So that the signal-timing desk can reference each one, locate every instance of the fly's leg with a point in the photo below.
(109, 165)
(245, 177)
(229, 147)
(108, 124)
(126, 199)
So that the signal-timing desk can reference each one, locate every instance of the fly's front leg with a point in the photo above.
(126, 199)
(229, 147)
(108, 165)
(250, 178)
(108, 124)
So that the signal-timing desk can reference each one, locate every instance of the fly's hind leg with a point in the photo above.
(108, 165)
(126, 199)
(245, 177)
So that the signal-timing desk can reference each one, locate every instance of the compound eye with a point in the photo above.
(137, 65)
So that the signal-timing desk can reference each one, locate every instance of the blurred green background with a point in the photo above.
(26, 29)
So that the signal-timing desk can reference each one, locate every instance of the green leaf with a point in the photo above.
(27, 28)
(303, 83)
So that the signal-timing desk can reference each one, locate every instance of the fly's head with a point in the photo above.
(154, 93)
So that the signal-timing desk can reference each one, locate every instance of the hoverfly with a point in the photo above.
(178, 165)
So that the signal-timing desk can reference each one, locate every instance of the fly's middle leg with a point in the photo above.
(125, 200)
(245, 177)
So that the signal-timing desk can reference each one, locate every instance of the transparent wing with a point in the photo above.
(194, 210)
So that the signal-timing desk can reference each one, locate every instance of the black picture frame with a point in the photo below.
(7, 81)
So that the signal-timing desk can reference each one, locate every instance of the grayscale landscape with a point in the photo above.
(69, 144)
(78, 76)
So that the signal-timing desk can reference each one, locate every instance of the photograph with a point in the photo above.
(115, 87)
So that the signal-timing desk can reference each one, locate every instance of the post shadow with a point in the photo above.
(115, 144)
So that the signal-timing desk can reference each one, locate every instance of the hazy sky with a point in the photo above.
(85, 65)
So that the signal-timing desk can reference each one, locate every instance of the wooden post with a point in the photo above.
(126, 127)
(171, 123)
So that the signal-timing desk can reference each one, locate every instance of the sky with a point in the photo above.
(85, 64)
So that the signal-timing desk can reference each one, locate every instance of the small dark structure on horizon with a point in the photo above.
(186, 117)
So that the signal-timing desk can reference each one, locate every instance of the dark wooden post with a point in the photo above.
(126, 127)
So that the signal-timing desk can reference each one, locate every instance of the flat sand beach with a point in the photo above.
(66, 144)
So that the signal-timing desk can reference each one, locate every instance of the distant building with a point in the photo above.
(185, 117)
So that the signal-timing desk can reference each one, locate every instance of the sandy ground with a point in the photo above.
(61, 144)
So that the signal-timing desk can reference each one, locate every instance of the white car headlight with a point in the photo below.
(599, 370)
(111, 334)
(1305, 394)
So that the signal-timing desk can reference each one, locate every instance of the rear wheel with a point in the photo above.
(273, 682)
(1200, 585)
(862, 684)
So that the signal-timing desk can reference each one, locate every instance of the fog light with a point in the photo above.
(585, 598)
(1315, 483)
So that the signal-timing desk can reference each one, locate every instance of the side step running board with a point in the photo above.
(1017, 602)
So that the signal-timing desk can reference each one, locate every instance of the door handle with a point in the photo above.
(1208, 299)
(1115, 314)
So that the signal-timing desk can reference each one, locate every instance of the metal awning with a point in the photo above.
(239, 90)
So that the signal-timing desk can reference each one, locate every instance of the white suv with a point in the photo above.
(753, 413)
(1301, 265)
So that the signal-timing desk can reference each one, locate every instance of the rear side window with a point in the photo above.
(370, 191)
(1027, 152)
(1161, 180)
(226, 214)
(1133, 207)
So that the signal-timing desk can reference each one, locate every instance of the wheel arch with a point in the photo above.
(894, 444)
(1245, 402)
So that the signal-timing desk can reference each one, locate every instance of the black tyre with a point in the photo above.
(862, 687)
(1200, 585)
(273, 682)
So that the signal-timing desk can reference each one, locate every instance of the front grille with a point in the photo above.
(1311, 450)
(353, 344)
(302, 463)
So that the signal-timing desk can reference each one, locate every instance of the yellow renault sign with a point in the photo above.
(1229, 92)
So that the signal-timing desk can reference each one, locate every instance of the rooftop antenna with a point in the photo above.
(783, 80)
§ §
**Task statement:** Transcription of the entire listing, word for word, is required.

**Answer section:**
So that the signal-timing desk can reference each one, locate every instance of the fly's leg with a point in the photo below.
(109, 165)
(245, 177)
(229, 147)
(108, 124)
(126, 199)
So that the signal-timing desk can reference each one, locate every instance of the fly's front leg with a point in the photo above.
(126, 199)
(229, 147)
(108, 165)
(250, 178)
(108, 124)
So that the signal-timing desk can reference each one, locate every instance of the fly's hind leg with a point in the photo above.
(108, 165)
(126, 199)
(245, 177)
So that the signal-timing desk can reference each one, locate every instance of the compound eye with a point in the photo above.
(137, 65)
So that the signal-timing desk can reference each one, locate every instance of the blurred green background with a point in the photo above.
(26, 29)
So that the signal-timing desk can reference each one, locate every instance of the green leaf with a point in the photo above.
(27, 28)
(303, 83)
So that the signal-timing desk can reference each one, locate every instance of the fly's head with a point in the photo above.
(154, 93)
So that the signal-timing desk can reference each one, locate every instance of the hoverfly with a point in the photo above.
(178, 165)
So that the signal-timing desk can reference each one, locate every instance of the fly's middle leg with a point in the photo above.
(125, 200)
(245, 177)
So that the signal-timing desk can reference each one, locate every instance of the transparent wing with a point in the photo above.
(194, 210)
So that the signal-timing desk can reference each one, locate every instance of the black picture frame with a point in the photo below.
(7, 81)
So that the signal-timing desk can reference each one, locate every instance of the grayscale landscape with a point in the photo above.
(69, 144)
(78, 76)
So that the signal-timing desk can reference each one, locate every instance of the photograph with a point in the photo above.
(115, 87)
So that the signal-timing desk can reference each one, locate every instance of the post shadow with a point in the photo above.
(115, 144)
So that the signal-timing desk can reference each one, locate every instance of the hazy sky with a point in the photo above.
(85, 65)
So that the signal-timing desk can reference each one, locate every instance of the wooden post with a point in the photo above.
(126, 127)
(171, 123)
So that the signal-timing desk can reference each one, locate every instance of the sky with a point in the photo above.
(85, 64)
So that the signal-timing desk can reference each one, locate every instance of the small dark structure on horizon with a point in the photo above.
(186, 117)
So that the signal-timing desk can reference each one, locate every instance of the dark wooden post with a point in the photo above.
(126, 127)
So that the signal-timing desk can reference each one, locate every instance of the flat sand beach with a point in the photo above.
(66, 144)
So that the signal-timing desk can reference each one, locate every instance of the distant building with a point in the photo above.
(185, 117)
So that the signal-timing desk can reference each one, locate every instance of the sandy ground with a point in the photo above.
(61, 144)
So that the signal-timing desk can reference each one, locate every instance of the white car headlight with a point in the photo below.
(599, 370)
(111, 334)
(1305, 394)
So that the signal-timing desk can reference each one, locate every instance of the rear wheel with a point in the photo above.
(273, 682)
(1200, 585)
(862, 684)
So that the signal-timing desk can reference each one, locate every instance of the fog light with a point in the photo above.
(585, 598)
(1315, 483)
So that the signal-timing desk can reference each one, locate every instance of the side step running board with a point in the photo above.
(1017, 602)
So that the signal-timing desk can reference each one, locate every instance of the door handle with a point in the photo above.
(1208, 299)
(1115, 314)
So that the signal-timing desk can reference each one, locate every instance of the metal awning with a point in the photo above.
(239, 90)
So that the signal-timing desk can reference each one, locate every instance of the white suv with a point in the photo above.
(753, 413)
(1301, 265)
So that the signal-timing desk can reference each one, locate every instance of the rear side window with a point in the photo above.
(370, 191)
(1027, 152)
(1161, 180)
(226, 214)
(1133, 207)
So that the signal-timing desk can reference each one, locate every instance of the wheel arch with a point in the photo above.
(894, 444)
(1245, 402)
So that the signal-timing desk can reference each one, locate every instance of the black tyre with a point in the photo above.
(862, 687)
(1200, 585)
(273, 682)
So that the signal-timing desk can reference each one, locate every instance of the front grille with a point in the photo above.
(1311, 450)
(353, 344)
(302, 463)
So that the signal-timing desk can reference each one, locate every instance of the yellow renault sign with a point in the photo above.
(1229, 92)
So that the signal-timing desk can reference each one, locate every instance of the rooftop antenna with a point in the photo above.
(783, 80)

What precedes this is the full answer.